# Port St Joe wade fishing



## REELBROKE (Feb 5, 2016)

I will be in Port St Joe next week. Are there any spots that will work for wade fishing? Tips for lures bait etc.


----------



## Splittine (Nov 24, 2007)

Some of the best wade fishing I've ever done has been down there. Early morning or late in the day. Top water and suspending lures. I have destroyed big trout down there the last few years. Wade about waste deep, make sure you're wearing shoes.


----------



## NoMoSurf (Oct 2, 2007)

Shuffle, dont walk. Lots of rays in that bay. I caught one that was 39 inches wide and over 5ft long about 2 weeks ago.

I also fish Gulfport/Biloxi. The In-Laws live there.


----------



## UH1PLT (Jul 27, 2016)

Back in the 80's, I used a fly rod while wading and had a great time with those trout. Any shrimp style fly worked great. I haven't back in a couple of decades but I bet it is still a great fishery. Also used to snorkle for scallops in the summer, a lot of fun.


----------



## Knockdown (Oct 26, 2008)

Watch out for sharks!!


----------



## Bodupp (Oct 3, 2007)

Knockdown said:


> Watch out for sharks!!

--------------------------------

# REQUIRED ACTIONS
1/ In the Port St Joe wade fishing thread, why does one poster say to shuffle instead of walk? Answer in one to three sentences.
2/ Carry on the Port St Joe wade fishing thread from the point where it stops.

Location identification entries
--------------------------------

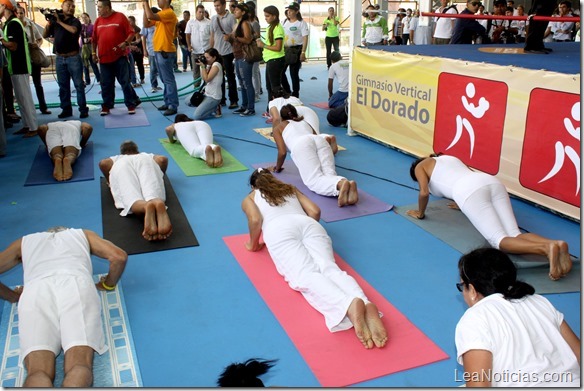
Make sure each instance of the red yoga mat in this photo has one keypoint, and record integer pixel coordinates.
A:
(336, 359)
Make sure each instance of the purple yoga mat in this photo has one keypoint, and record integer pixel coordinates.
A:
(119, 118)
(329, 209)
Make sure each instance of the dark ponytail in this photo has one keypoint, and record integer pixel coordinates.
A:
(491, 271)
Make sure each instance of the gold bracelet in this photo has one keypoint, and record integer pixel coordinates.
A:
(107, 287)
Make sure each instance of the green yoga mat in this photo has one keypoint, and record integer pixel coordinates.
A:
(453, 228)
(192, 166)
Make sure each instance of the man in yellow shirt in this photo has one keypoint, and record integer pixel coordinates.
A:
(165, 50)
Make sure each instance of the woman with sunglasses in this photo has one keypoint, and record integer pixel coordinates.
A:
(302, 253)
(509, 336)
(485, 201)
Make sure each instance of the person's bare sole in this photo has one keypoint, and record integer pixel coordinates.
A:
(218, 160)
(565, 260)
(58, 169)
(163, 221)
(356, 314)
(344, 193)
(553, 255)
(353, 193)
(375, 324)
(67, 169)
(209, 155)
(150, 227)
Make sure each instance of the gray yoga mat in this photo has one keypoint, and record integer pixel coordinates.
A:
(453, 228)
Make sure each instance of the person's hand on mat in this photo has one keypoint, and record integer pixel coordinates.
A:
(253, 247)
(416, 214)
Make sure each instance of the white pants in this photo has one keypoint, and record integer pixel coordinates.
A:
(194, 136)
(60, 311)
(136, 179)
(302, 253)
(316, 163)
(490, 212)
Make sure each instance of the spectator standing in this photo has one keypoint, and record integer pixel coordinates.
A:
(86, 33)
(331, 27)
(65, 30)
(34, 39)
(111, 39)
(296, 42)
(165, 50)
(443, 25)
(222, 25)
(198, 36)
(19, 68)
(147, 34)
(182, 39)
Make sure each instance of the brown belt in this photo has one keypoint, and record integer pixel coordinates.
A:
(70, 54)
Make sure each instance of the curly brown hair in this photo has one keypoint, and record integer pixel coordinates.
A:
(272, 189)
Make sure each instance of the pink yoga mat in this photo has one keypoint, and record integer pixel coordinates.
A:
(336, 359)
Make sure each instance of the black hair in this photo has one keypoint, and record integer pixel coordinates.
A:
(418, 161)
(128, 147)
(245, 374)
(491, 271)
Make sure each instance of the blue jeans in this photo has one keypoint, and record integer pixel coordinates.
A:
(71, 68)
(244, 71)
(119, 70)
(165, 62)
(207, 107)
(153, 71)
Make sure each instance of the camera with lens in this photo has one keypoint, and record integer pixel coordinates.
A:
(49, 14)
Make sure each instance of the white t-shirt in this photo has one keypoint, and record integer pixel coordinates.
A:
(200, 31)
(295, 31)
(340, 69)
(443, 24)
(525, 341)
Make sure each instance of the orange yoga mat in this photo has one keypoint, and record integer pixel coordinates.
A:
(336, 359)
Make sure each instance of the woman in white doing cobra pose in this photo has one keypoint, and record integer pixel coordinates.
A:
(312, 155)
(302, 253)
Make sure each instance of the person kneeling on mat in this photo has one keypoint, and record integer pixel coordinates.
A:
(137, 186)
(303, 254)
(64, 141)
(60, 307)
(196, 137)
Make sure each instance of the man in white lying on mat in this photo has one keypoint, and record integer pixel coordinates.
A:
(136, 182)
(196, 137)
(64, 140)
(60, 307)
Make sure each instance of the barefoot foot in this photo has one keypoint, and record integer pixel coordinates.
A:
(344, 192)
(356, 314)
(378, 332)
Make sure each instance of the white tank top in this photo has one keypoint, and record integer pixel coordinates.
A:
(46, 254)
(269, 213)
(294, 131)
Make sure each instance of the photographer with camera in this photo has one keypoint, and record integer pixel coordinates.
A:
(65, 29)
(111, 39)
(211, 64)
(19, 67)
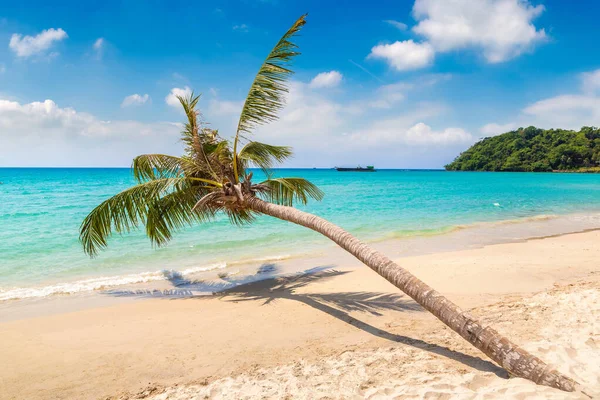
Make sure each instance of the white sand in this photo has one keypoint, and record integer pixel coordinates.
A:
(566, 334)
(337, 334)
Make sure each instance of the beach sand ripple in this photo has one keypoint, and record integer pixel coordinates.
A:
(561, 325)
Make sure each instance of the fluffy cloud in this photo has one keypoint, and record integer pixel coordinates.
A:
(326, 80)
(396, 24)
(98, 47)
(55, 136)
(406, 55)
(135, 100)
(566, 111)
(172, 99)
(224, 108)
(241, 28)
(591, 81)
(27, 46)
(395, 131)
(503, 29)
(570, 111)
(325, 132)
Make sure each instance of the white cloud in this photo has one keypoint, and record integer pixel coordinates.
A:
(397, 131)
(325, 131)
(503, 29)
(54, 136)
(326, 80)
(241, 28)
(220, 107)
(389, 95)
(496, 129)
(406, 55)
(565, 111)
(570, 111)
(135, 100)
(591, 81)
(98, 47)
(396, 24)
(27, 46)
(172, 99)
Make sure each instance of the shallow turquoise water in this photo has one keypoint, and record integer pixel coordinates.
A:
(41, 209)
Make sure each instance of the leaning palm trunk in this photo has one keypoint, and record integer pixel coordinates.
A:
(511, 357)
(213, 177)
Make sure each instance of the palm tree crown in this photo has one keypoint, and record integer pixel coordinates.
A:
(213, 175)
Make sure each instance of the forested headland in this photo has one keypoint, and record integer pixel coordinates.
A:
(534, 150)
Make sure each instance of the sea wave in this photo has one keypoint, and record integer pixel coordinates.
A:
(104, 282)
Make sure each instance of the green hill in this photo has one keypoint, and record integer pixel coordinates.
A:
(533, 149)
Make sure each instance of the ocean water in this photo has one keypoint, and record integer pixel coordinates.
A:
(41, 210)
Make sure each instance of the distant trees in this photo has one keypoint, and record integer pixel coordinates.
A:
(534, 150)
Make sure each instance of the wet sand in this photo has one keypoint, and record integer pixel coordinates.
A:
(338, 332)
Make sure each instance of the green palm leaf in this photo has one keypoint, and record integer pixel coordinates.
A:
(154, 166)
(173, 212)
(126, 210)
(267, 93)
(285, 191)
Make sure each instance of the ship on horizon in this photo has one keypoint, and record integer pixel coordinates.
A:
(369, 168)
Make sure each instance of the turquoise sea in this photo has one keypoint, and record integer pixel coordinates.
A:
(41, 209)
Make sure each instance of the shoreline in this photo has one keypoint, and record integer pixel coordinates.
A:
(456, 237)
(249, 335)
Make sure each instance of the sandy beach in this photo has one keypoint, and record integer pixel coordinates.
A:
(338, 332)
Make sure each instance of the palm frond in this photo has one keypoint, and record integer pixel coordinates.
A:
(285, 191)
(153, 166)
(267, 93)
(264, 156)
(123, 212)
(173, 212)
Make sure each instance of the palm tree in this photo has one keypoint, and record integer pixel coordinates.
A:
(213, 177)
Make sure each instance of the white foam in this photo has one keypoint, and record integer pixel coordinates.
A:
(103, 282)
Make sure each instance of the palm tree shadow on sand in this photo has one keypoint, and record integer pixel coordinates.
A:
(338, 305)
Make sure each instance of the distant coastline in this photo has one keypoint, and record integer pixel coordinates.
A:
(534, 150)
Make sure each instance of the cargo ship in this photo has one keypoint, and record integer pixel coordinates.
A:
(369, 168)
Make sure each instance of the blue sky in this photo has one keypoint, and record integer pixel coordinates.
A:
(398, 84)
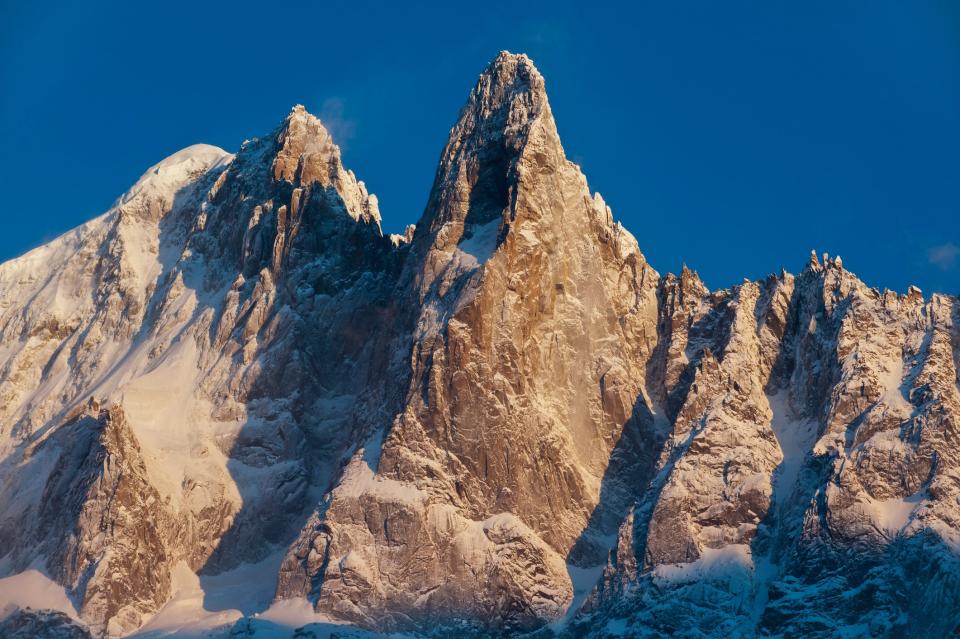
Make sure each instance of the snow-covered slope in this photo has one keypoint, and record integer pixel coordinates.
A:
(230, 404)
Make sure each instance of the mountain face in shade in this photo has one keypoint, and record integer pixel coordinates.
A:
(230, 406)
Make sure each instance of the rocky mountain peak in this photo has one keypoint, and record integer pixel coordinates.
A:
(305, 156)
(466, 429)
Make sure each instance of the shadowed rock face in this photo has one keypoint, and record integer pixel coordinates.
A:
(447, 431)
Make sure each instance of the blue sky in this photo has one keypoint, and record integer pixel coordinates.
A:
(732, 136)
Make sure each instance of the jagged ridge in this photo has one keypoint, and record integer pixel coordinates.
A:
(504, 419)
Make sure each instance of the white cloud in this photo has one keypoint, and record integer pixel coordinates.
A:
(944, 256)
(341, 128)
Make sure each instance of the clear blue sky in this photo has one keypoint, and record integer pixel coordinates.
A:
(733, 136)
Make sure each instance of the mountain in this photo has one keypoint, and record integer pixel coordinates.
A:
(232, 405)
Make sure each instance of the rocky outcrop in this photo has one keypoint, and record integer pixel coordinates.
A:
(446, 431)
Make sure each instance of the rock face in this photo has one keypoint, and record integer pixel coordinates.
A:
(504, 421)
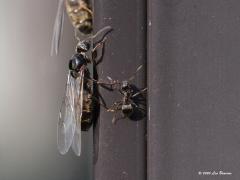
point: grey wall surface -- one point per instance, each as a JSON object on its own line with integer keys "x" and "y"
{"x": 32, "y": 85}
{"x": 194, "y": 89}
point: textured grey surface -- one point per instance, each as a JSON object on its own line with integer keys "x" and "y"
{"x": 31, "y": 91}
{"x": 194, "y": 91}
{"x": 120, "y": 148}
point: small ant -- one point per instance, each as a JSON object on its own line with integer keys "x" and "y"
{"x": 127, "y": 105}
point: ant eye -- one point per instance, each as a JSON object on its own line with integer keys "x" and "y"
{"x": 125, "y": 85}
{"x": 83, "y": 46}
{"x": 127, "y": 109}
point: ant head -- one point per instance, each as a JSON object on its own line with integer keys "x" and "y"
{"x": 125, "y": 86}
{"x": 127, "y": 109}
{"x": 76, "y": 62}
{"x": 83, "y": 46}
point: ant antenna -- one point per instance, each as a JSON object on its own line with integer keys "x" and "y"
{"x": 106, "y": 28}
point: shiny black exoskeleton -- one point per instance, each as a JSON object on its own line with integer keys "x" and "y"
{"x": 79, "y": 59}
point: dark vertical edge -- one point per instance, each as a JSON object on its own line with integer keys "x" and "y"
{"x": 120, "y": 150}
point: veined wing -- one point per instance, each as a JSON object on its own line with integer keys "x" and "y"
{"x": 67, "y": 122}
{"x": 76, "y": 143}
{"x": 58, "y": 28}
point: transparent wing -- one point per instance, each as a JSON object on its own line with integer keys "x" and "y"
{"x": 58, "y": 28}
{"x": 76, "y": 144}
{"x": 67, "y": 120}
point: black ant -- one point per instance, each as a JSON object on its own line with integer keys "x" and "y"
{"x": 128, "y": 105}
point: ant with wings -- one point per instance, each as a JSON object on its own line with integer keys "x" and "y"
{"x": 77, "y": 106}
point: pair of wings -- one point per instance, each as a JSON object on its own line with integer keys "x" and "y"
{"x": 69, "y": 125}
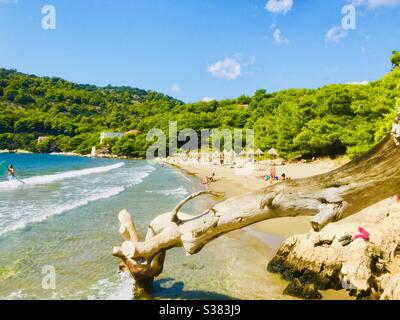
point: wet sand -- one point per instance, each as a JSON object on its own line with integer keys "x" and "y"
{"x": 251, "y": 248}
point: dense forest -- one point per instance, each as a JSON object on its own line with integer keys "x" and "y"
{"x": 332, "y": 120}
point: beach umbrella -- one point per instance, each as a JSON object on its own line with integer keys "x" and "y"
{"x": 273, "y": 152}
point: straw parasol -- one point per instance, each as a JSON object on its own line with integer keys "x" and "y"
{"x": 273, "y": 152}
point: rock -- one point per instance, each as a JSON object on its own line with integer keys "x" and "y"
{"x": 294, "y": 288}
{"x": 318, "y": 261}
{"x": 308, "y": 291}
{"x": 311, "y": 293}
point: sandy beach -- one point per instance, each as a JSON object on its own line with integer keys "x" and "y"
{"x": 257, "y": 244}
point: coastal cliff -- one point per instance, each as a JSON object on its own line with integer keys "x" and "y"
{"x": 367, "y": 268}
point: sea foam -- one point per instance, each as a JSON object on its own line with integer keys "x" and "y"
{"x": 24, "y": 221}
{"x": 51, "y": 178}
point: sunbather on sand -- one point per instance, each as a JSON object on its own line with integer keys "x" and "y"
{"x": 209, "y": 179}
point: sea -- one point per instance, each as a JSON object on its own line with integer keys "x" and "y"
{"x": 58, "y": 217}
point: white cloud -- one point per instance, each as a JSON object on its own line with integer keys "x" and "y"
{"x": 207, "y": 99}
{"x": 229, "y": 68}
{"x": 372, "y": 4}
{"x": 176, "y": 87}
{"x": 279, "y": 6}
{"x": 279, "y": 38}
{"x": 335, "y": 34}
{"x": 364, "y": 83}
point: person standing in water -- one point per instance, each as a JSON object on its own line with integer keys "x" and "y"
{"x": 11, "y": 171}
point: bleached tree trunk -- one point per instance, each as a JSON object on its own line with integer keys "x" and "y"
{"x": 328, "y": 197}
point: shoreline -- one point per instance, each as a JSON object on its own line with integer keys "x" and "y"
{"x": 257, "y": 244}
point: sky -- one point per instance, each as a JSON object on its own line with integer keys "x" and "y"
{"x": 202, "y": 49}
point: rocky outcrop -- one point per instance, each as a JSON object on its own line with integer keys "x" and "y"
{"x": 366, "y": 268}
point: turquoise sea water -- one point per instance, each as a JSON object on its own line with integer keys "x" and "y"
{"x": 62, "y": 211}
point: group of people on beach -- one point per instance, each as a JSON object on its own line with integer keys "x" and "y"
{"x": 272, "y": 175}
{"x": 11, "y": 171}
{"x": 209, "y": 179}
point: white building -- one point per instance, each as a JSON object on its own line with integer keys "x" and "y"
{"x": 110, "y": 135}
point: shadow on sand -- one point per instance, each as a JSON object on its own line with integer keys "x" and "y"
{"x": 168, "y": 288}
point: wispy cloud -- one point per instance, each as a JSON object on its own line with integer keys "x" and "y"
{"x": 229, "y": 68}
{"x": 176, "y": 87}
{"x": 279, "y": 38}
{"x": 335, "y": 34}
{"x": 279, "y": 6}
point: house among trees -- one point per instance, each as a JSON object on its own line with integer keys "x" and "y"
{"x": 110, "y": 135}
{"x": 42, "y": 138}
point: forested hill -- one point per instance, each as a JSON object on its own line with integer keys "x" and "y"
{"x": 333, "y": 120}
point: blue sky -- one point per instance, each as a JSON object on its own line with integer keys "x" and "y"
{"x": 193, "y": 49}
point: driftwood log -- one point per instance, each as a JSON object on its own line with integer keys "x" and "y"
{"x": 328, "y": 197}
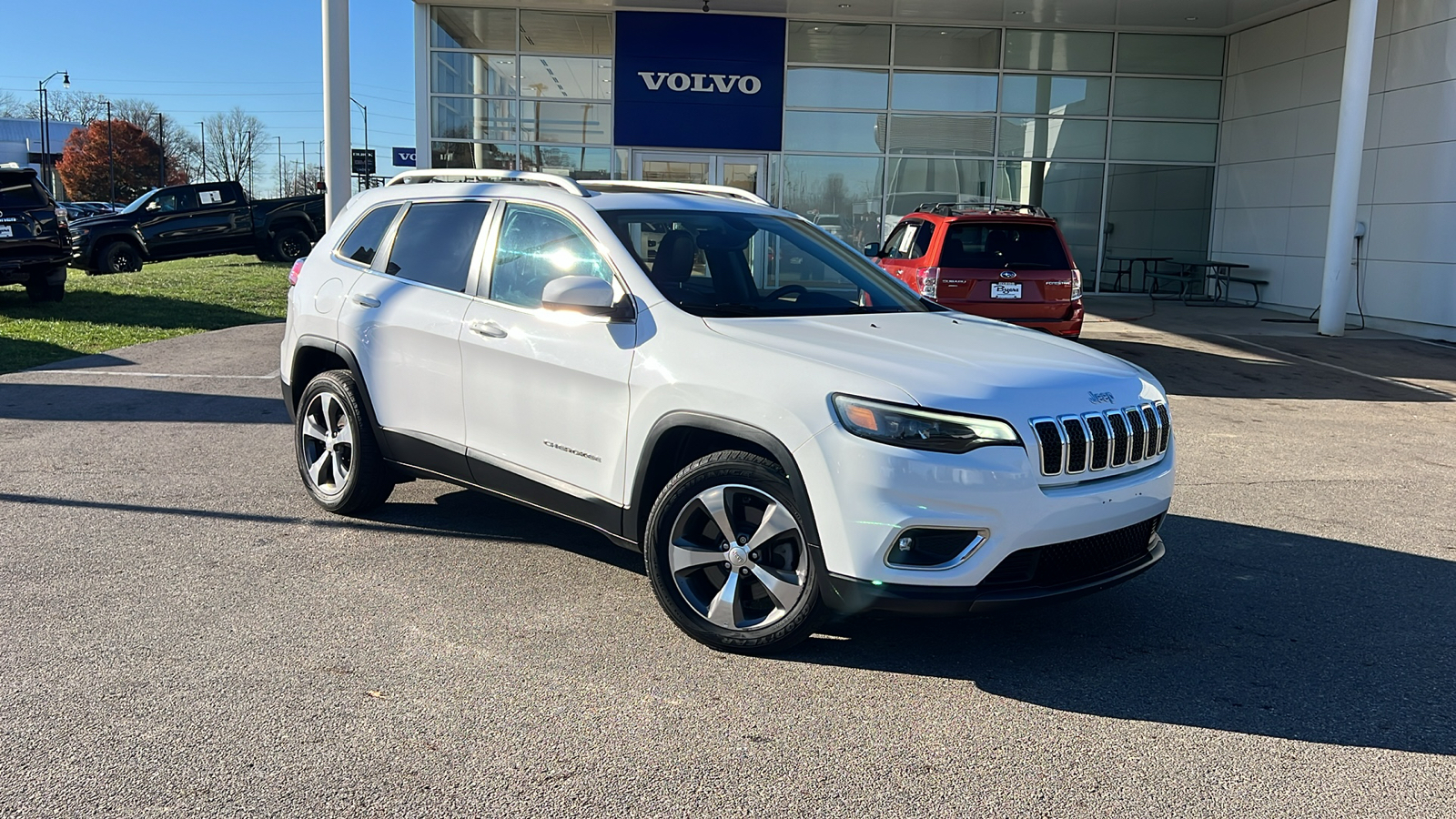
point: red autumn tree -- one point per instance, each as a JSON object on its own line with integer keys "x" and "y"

--------------------------------

# ANSWERS TO THE PROBLEMS
1/ The poster warns that there are lots of rays in that bay, so waders should shuffle and not walk.

2/
This^^^. There's an ass of sharks there - some in very shallow water. Boocoo stingrays. I'm not saying don't wade, just be alert.


----------



## NoMoSurf (Oct 2, 2007)

Yep, lots of little 2-3ft Atlantic Sharpnose and Bonnetheads in there. Nothing to be scared of, but there are some bigger stuff too. See this thread: http://www.pensacolafishingforum.com/f21/cape-san-blas-733921/

And dont do like this kid and wade fish with a pocket full of shrimp...
http://www.cnn.com/2005/US/06/27/shark.attack/index.html


----------



## WAHOOU39 (Jan 14, 2008)

I can vouch for the Sharks....lots of them....have seen some 6-8 ft Bulls in that bay.....caught lots of trout on the west side of the bay from Eagle Harbor down to Scallop Cove.....beautiful area.....Enjoy!


----------



## olegator (Dec 6, 2014)

yep....stingray shuffle is essential.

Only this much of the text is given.